Format every one of the rows below as a JSON list of strings, with one string per line. Skip blank lines and omit the pictures.

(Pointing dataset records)
● ● ● ● ●

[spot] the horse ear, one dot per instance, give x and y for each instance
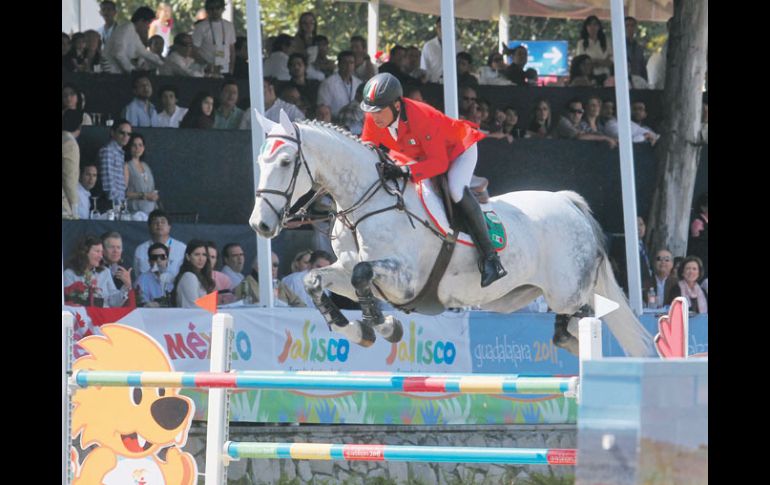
(267, 125)
(286, 123)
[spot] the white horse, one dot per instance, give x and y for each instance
(555, 246)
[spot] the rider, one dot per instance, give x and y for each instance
(438, 144)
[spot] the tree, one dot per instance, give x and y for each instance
(678, 149)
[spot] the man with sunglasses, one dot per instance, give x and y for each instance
(154, 286)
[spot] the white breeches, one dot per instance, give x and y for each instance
(461, 171)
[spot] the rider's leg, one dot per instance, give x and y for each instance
(459, 177)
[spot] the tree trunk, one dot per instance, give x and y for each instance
(677, 150)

● ● ● ● ●

» OUTPUT FOR THIS TASK:
[
  "[spot] the horse ear, one dot per instance, give x and y for each instance",
  "(267, 125)",
  "(286, 123)",
  "[spot] the white horse, one dot per instance, give x and y for each instance",
  "(555, 246)",
  "[spot] the rider, one dot per instance, give x and y for each instance",
  "(438, 144)",
  "[spot] the tree, one dot per instance, give x and y for each instance",
  "(678, 149)",
  "[spot] the man with sunglasses, one dot per instance, give x and y for each instance",
  "(154, 286)",
  "[spot] the white breeches, one dot per instance, give x and y for each instance",
  "(461, 171)",
  "[spot] the rider's leg, one dot per instance, give x and y for each instance",
  "(459, 177)",
  "[spot] the tree trunk, one dot per instance, give x and y for each instance",
  "(677, 150)"
]